> Written problem: Please reproduce every line of the material below word for word.

──────── Record list ────────

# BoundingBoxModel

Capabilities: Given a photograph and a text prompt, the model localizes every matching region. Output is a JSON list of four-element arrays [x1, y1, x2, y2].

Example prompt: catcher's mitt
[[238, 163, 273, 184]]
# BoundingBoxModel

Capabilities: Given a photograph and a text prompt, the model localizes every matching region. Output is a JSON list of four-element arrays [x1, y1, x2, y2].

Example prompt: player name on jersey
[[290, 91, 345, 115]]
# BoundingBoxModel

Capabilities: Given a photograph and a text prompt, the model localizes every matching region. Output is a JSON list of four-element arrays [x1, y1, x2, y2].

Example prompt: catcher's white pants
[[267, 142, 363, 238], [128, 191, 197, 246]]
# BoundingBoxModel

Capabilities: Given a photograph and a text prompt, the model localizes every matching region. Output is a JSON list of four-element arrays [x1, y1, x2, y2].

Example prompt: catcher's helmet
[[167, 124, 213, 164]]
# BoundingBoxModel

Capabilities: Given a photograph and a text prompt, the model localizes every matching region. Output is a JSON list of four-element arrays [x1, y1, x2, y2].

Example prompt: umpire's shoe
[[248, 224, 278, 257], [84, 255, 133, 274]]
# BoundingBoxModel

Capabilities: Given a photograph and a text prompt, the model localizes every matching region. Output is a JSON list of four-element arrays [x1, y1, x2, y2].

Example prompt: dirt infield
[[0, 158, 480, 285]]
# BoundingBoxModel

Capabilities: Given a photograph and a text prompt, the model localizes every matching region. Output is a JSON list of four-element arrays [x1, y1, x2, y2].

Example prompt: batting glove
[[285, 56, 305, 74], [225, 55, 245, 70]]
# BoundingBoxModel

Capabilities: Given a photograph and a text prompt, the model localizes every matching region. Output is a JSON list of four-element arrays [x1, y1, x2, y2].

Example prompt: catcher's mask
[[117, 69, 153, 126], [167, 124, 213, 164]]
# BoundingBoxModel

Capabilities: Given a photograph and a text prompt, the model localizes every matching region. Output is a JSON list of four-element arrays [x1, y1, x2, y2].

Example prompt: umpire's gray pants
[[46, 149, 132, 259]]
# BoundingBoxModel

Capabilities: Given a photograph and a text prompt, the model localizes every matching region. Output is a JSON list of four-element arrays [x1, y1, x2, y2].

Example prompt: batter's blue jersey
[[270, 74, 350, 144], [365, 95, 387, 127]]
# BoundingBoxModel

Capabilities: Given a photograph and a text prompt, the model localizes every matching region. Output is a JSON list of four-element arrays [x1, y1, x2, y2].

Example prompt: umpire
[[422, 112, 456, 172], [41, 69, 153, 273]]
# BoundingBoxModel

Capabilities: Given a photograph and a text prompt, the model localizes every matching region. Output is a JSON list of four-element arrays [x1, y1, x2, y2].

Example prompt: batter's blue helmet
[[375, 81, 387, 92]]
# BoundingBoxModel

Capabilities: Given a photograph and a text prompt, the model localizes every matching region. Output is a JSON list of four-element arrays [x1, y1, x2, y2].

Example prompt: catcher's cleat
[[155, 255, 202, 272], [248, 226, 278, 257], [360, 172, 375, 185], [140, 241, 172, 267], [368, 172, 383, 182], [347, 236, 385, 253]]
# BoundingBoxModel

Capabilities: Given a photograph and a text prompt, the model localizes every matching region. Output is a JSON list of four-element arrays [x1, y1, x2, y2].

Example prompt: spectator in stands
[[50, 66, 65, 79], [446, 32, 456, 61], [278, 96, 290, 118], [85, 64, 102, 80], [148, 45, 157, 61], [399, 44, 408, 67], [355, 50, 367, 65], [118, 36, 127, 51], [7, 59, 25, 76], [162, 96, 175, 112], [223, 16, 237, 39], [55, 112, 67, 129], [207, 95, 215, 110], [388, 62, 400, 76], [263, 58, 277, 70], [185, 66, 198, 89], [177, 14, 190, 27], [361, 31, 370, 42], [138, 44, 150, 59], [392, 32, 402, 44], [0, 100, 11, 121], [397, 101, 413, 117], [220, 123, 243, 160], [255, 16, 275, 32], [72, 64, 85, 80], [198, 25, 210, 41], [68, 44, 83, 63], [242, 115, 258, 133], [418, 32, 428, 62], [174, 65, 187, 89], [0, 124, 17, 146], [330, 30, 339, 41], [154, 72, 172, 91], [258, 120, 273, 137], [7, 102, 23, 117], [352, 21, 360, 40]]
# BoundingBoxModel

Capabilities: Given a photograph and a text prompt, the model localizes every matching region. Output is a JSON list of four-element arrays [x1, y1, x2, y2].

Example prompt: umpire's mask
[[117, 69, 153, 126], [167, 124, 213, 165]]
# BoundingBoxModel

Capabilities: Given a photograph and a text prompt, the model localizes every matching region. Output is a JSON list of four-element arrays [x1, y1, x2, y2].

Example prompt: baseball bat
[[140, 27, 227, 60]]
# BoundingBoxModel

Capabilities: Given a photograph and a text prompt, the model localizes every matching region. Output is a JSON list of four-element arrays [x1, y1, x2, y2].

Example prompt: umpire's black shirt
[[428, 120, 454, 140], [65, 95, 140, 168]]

────────

> Complete answer:
# BoundingBoxModel

Capabilities: Given a photograph and a text prompt, the model localizes every matching region. Output is a JSON list of four-element arrays [x1, y1, x2, y2].

Example prompt: catcher's mitt
[[238, 163, 273, 184]]
# BoundingBoxModel

Capabilities: Given a photograph and a text prompt, the model localizes every matching region. Output is a JSON list of four-element arrays [x1, y1, x2, y2].

Example prompt: player name on jersey
[[290, 91, 345, 115]]
# BoundingBoxModel

Capabilities: Given a photograph and a text prompt, the model localizes every matching region. Output is a JSON list of four-element arrays [x1, y1, x2, y2].

Example prompt: catcher's white pants
[[267, 142, 363, 238], [128, 191, 197, 246]]
# BoundingBoxModel

Capabilities: Given a photograph and a text prompt, the model localizes every matching region. Output is a JSON list of four-element arrays [x1, y1, x2, y2].

Example prompt: catcher's helmet
[[167, 124, 213, 164]]
# BoundingBoxModel

Capabilities: Given a photograph and a text prompt, the model localizes every matching region. Output is a JSON list of four-element arrays [x1, y1, x2, y2].

Example prompt: umpire's shoe
[[248, 224, 278, 257], [84, 255, 133, 274]]
# BoundingBoxModel

Capabilities: Given a photograph and a text prompt, the model localizes every matching region. Output is a JSON list of four-element arrays [x1, y1, x2, y2].

Example prompt: dirt infield
[[0, 158, 480, 285]]
# BoundingBoxModel

Capabilities: Given a photograph and a text prompt, the model localizes every matching region. Output is a JSON list of four-element arrays [x1, y1, x2, y2].

Example prompt: batting glove
[[285, 56, 305, 74], [225, 55, 245, 70]]
# BoundingBoxModel

Capabilities: Given a photograph and a text prompt, the model localizes every matching region. Output is a JSON list of four-element arrays [x1, y1, x2, y2].

Example prompt: catcher's mask
[[117, 69, 153, 126], [167, 124, 213, 164]]
# BoundingBoxModel

Capabilities: Given a photograph and a text prompt, the model localizes every matching region. Output is a JSON list of four-element arrays [x1, y1, x2, y2].

Example prompt: umpire's gray pants
[[46, 149, 132, 259]]
# BoundingBoxModel

Capabilities: Given a photograph and a text prompt, the model localizes every matching region. Output is a JSON list of four-element arrays [x1, y1, x2, y2].

Example prompt: batter's blue jersey
[[270, 74, 350, 144], [365, 95, 387, 127]]
# BoundingBoxModel

Capabilities: Given a photograph and a text prompt, the model localizes every matching region. Output is a JSON list of four-element arrays [x1, y1, x2, y2].

Example prompt: umpire
[[422, 112, 456, 172], [41, 69, 153, 273]]
# BoundingBoxModel

Capabilities: Given a photograph and a text prompt, the model localizes every matching region. Output is a JSON list of four-element arrays [x1, y1, x2, y2].

Example prompt: batter's blue helmet
[[375, 81, 387, 92]]
# BoundingBoxModel

Capabilities: Given a photograph and a text prompt, the model localizes every matching region. Output is a JSON list of four-element arrays [x1, y1, x2, y2].

Example prompt: catcher's cleat
[[155, 255, 202, 272], [248, 226, 278, 257], [360, 172, 375, 185], [140, 241, 172, 267], [368, 172, 383, 182], [347, 236, 385, 253]]
# BoundingBoxModel

Capabilities: Given a photograph and a text prompt, the model localizes every matching region. Output is a JSON list of four-element arrays [x1, y1, x2, y2].

Example prompt: spectator in stands
[[50, 66, 65, 79], [446, 32, 456, 61], [278, 96, 290, 118], [85, 64, 102, 80], [148, 45, 157, 61], [399, 44, 408, 67], [355, 50, 367, 65], [118, 36, 127, 51], [7, 59, 25, 76], [162, 96, 175, 112], [223, 16, 237, 39], [55, 112, 67, 129], [207, 95, 215, 110], [388, 62, 400, 76], [263, 58, 277, 70], [185, 66, 198, 89], [177, 14, 190, 27], [361, 31, 370, 42], [138, 44, 150, 59], [392, 32, 402, 44], [0, 100, 11, 121], [397, 101, 413, 117], [220, 123, 243, 160], [255, 16, 275, 32], [72, 64, 85, 80], [198, 25, 210, 41], [68, 44, 83, 63], [242, 115, 258, 133], [418, 32, 428, 62], [174, 65, 187, 89], [0, 124, 17, 146], [330, 30, 339, 41], [154, 72, 172, 91], [258, 120, 273, 137], [7, 102, 23, 117], [352, 21, 360, 40]]
# BoundingBoxModel

Capabilities: Given a photograph and a text prompt, the model localizes every matching region. Output is a JSON list of four-element arrays [x1, y1, x2, y2].

Example prompt: umpire's mask
[[117, 69, 153, 126], [167, 124, 213, 165]]
# BoundingBoxModel

Capabilities: Given a photograph and a text prompt, the model localizes every matching region. Output is a JSON list of four-element arrays [x1, y1, x2, y2].

Example prompt: baseball bat
[[140, 27, 227, 60]]
# BoundingBoxModel

Capabilities: Given a photograph and a text prompt, the model localizes every matching region. Output is a JSON list of four-element arrays [x1, y1, x2, y2].

Example prompt: umpire's black shirt
[[428, 120, 454, 140], [65, 95, 140, 168]]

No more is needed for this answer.